Report of Capt. Henry C. Coates, First Minnesota Infantry.
Gettysburg Campaign O.R.--

3, 1863.

Lieut. F. W. HASKELL,
Acting Assistant Adjutant-General.

       SIR: Pursuant to circular of this date, I respectfully submit the following statement of the part taken by this regiment in the late battle near Gettysburg, Pa.:
       About 3 o'clock on the morning of July 2, we were ordered into position near the center of our line of battle, to the left of the town. The battle commenced at daylight, and raged with fury the entire day. We remained under a severe artillery fire, but were not actively engaged until about 5 p.m., when we were moved to support Battery C, Fourth U.S. Artillery. Company F was about this time detached from the regiment as skirmishers, and Company L as sharpshooters.
       Our infantry in front of us had advanced upon the enemy and pushed him for a while, but were in turn driven back in some confusion, the enemy following in heavy force. To check the enemy, we were ordered to advance, which we did, moving at double-quick down the slope of the hill right upon the rebel line. The fire we encountered here was terrible, and, although we inflicted severe punishment upon the enemy, and stopped his advance, we there lost in killed and wounded more than two-thirds of our men and officers who were engaged.
------------------------------
Reproduce the part of the report that opens with "Lieut. F. W." and closes with "L as sharpshooters.", swapping "Battery C" for "Battery B".

#### MATERIAL SUPPLIED
------------------------------
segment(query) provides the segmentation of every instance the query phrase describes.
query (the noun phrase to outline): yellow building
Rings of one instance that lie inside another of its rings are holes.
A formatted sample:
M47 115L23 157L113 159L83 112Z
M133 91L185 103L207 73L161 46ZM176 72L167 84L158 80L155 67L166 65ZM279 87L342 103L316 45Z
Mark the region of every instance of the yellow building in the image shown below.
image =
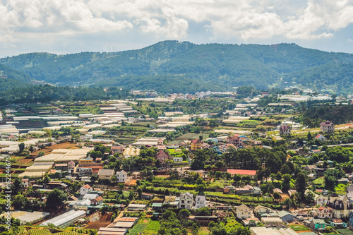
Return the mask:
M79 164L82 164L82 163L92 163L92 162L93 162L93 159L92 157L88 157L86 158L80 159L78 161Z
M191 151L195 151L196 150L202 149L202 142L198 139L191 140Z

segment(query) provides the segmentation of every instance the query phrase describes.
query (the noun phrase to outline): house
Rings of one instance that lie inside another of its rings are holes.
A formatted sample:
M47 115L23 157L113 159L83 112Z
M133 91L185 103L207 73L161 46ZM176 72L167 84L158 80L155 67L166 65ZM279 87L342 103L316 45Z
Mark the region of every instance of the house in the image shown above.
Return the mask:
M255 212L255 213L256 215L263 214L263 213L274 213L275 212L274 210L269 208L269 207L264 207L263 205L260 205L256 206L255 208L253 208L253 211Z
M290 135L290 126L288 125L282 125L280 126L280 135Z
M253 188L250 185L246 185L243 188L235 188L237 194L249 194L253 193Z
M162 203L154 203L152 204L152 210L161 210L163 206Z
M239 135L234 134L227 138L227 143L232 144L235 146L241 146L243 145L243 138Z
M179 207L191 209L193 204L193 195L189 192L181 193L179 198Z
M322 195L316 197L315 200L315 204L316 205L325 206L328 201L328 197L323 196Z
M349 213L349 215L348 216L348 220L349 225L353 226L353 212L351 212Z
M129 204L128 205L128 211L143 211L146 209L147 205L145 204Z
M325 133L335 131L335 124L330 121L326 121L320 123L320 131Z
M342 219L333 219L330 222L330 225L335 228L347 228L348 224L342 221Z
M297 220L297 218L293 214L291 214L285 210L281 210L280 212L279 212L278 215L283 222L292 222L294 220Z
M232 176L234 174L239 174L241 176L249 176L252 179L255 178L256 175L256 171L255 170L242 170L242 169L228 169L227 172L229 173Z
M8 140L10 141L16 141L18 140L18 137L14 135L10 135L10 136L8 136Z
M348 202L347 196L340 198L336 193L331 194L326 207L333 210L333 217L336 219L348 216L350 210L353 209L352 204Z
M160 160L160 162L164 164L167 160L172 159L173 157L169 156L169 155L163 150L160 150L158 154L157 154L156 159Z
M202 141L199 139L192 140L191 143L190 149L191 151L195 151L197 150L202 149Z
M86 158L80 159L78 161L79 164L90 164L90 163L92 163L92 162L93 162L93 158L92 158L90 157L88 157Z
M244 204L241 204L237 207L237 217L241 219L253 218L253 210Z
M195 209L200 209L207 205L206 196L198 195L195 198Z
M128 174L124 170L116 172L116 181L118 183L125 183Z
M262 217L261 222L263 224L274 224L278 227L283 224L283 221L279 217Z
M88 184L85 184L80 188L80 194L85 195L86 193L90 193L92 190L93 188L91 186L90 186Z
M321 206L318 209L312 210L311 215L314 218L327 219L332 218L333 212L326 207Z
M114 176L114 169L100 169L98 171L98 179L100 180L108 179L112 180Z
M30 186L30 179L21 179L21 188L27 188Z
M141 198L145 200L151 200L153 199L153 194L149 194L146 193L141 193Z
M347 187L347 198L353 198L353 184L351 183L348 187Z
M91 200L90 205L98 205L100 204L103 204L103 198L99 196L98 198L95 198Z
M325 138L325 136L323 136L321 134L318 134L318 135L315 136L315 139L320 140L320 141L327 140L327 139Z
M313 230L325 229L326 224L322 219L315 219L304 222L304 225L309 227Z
------------------------------
#### EXPECTED OUTPUT
Lieut. F. W. HASKELL,
Acting Assistant Adjutant-General.

       SIR: Pursuant to circular of this date, I respectfully submit the following statement of the part taken by this regiment in the late battle near Gettysburg, Pa.:
       About 3 o'clock on the morning of July 2, we were ordered into position near the center of our line of battle, to the left of the town. The battle commenced at daylight, and raged with fury the entire day. We remained under a severe artillery fire, but were not actively engaged until about 5 p.m., when we were moved to support Battery B, Fourth U.S. Artillery. Company F was about this time detached from the regiment as skirmishers, and Company L as sharpshooters.